■ **Texto fornecido**:
--------------------------------------------------

O voo da Juno tem sido tão dramático quanto um thriller de ficção
científica consegue ser. Em outubro passado, o sistema do motor da sonda
teve um mau funcionamento, fazendo com que a NASA atrasasse a abordagem planejada do satélite em uma “órbita da ciência” de 14 dias. Em fevereiro deste
ano, a agência decidiu abrir mão da queima do motor da órbita da
ciência completamente, mantendo a espaçonave em sua órbita muito mais
longa, de 53,5 dias. Mas, nesta quinta-feira (25), finalmente começamos a
receber boas notícias.
A NASA está lançando os primeiros resultados científicos da Juno, em
uma leva de aproximadamente 50 estudos publicados nos periódicos Science e Geophysical Research Letters,
nesta quinta. O plano da missão de estudar o máximo possível Júpiter
conseguiu trazer surpresas onde elas foram alcançáveis. Seja o campo
gravitacional, as auroras ou apenas as temperaturas do gigante de gás, o
planeta é muito mais estranho do que pensávamos.
“É muito mais complexo do que os cientistas estavam presumindo. Esse é
um tema que passa por quase todos os conjuntos de dados que temos”,
disse ao Gizmodo Scott Bolton, do Instituto de Pesquisa Southwest, no
Texas, e investigador principal da Juno. “Um dos resultados mais
empolgantes é essa mudança de paradigma — precisamos repensar como os
planetas gigantes funcionam em geral.”

Imagem: J.E.P. Connerney et al, Science (2017)

--------------------------------------------------

■ **Dados registrados**:
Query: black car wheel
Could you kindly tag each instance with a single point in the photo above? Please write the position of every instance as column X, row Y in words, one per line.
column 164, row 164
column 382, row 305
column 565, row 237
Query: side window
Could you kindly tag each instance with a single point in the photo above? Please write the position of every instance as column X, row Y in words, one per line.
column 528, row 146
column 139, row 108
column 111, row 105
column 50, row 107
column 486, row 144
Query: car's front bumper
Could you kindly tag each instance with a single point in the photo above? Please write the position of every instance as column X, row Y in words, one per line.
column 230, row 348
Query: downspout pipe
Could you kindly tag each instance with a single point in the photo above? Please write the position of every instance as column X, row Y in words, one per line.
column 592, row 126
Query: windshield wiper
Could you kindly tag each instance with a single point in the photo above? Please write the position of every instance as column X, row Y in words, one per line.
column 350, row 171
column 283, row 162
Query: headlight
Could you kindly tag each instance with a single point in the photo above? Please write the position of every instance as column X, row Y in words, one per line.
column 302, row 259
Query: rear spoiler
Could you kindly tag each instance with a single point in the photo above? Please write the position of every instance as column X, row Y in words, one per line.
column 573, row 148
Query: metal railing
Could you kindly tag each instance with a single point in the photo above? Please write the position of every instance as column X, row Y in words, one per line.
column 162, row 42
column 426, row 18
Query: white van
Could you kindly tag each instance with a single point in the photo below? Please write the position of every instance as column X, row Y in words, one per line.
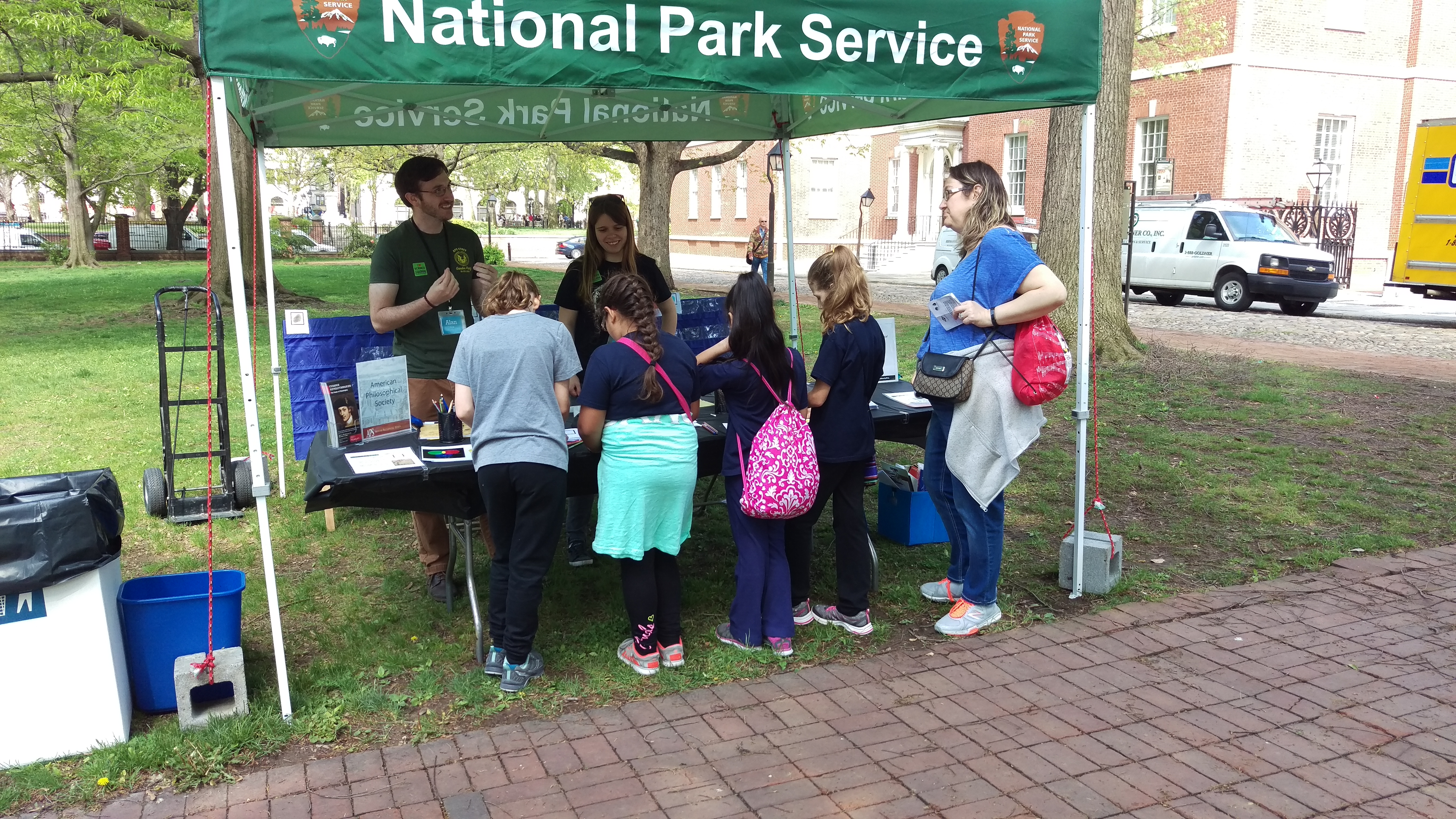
column 1228, row 251
column 146, row 237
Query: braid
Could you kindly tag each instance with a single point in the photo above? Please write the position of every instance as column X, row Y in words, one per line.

--------------------------------------------------

■ **Instruções do exercício**: Escreva a continuação do texto sobre os primeiros resultados da sonda Juno em Júpiter, começando logo depois da última frase.

■ **Resposta do exercício**:
A Juno tem um conjunto de instrumentos para medir microondas, ondas
infravermelhas, ondas de rádio, luz visível, o campo magnético de
Júpiter e outras partículas. A órbita alongada da sonda em torno do
planeta lhe permite medições próximas periódicas, feitas durante
passagens “perijove”. Os dados ajudam cientistas a entenderem algumas
das propriedades mais importantes de Júpiter, incluindo o formato de seu
gigantesco campo magnético, como os gases são distribuídos dentro do
planeta e como se movem, quanta água o planeta tem em sua superfície e,
com sorte, a estrutura do planeta até seu núcleo.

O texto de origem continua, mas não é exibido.